## What the exercise asks
Update the data, starting at the line that contains "Question: What bounding box encloses the short" and ending with the last line. Write those lines out again with "work jacket" changed to "safety vest" and everything else left the same.
——————
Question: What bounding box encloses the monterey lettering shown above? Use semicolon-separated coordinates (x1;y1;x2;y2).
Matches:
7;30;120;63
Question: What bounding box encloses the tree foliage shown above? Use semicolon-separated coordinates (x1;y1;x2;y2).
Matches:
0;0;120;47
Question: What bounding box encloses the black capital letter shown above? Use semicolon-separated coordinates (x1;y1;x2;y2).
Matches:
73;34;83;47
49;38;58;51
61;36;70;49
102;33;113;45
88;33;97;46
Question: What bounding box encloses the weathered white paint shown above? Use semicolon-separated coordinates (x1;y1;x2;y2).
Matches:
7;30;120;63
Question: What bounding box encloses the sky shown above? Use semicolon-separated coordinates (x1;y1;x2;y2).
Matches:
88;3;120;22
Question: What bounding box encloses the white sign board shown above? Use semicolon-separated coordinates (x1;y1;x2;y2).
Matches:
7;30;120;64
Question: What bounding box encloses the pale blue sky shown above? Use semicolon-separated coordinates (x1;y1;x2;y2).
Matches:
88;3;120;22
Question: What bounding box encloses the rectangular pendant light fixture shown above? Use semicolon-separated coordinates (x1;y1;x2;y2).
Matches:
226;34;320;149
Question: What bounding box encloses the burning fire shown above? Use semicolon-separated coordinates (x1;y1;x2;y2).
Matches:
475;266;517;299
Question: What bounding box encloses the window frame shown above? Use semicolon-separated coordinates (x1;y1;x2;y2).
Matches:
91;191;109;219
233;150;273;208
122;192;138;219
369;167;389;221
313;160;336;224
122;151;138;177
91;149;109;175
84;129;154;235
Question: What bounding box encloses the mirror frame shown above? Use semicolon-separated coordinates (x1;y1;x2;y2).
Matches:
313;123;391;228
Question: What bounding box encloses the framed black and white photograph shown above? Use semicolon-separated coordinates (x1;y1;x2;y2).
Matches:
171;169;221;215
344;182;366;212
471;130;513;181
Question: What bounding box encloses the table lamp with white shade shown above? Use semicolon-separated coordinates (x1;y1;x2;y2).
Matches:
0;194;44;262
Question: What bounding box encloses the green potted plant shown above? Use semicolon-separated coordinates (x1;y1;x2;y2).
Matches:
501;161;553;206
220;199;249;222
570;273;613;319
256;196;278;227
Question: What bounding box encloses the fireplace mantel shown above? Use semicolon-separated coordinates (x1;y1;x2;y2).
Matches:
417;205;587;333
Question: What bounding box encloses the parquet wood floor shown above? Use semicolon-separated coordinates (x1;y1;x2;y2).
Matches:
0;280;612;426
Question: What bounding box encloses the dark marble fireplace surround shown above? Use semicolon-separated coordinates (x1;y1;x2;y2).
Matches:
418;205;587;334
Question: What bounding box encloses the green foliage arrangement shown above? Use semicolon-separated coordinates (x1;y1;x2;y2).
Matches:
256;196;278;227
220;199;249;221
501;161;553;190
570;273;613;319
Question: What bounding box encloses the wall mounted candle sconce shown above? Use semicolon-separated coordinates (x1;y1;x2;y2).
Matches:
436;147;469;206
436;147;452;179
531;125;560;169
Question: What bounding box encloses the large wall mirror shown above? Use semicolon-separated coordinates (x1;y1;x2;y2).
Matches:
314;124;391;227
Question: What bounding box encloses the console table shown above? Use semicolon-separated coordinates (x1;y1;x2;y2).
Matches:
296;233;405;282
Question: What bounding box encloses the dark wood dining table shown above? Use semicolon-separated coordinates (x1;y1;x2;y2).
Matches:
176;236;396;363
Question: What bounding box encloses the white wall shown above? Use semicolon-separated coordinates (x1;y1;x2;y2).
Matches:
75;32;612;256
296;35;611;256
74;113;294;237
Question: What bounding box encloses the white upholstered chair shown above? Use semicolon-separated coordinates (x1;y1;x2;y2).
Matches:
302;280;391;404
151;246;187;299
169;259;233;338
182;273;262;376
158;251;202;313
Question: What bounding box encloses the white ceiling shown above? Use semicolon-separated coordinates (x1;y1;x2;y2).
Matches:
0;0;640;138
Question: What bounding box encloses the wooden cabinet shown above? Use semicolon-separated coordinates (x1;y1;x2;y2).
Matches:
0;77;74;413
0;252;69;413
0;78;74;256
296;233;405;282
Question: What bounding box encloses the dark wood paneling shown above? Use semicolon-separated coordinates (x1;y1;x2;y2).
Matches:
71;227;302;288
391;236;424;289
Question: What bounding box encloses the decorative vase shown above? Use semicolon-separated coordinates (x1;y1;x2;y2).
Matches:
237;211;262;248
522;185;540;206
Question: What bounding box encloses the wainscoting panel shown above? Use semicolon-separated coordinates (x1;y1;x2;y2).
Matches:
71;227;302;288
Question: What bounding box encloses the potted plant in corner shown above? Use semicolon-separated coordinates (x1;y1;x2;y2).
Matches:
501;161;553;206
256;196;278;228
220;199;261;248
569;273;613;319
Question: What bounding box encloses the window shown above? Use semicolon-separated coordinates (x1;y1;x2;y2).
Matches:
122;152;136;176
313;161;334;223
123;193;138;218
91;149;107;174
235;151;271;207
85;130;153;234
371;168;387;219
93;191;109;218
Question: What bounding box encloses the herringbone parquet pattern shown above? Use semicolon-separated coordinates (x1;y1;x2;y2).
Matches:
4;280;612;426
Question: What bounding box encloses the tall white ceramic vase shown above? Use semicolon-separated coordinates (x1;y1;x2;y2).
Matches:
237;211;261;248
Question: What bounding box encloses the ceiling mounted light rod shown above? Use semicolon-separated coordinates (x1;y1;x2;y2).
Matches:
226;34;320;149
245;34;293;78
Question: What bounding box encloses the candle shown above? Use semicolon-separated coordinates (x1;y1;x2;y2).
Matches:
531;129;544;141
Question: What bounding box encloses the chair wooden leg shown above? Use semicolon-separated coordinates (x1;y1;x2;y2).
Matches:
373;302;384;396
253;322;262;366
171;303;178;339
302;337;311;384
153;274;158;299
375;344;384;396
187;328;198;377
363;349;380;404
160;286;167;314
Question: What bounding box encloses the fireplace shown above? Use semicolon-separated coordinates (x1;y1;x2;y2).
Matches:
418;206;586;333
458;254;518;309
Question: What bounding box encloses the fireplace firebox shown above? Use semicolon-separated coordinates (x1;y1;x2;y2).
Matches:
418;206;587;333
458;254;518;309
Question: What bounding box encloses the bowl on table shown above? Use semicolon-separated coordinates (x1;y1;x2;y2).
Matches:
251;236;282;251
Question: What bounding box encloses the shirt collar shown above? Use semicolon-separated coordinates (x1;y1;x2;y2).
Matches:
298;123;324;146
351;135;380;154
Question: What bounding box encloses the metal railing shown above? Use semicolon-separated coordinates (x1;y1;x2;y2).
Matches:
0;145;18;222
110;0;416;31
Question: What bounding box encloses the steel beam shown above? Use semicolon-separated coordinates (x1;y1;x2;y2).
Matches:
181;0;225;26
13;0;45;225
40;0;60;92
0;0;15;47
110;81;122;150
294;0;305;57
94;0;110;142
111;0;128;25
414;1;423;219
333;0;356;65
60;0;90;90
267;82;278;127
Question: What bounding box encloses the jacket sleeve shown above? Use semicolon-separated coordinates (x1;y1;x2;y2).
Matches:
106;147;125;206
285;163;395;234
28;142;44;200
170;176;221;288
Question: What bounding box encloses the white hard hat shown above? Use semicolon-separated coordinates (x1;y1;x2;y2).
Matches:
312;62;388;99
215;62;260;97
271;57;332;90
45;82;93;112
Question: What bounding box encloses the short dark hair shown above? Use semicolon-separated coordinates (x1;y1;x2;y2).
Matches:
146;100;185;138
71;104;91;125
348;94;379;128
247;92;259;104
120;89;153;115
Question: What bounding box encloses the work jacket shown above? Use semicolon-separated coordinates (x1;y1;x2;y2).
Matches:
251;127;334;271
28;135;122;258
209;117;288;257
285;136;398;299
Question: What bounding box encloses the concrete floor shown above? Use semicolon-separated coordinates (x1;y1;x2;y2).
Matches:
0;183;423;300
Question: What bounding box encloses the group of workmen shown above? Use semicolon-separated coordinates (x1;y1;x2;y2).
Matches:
——————
## Solution to this problem
Question: What bounding box encloses the short dark hair shown above? Use semicolon-separated coordinates (x1;y1;x2;y2).
Matches:
146;100;185;138
71;104;91;125
348;94;379;128
247;92;259;104
120;89;153;115
Question: What bounding box encloses the safety vest shown above? Use semicolon-separated coordinates (x1;y1;x2;y2).
Matches:
251;127;334;271
28;135;122;258
209;117;288;257
285;136;398;299
Question: What bounding box encloses the concrete floor shown above? Use semicolon-separated coordinates (x1;y1;x2;y2).
Matches:
0;183;423;300
Question: What bounding box encloses the group of workmen shown above? Use semicolon-separated coordinates (x1;y1;x2;y2).
Matches:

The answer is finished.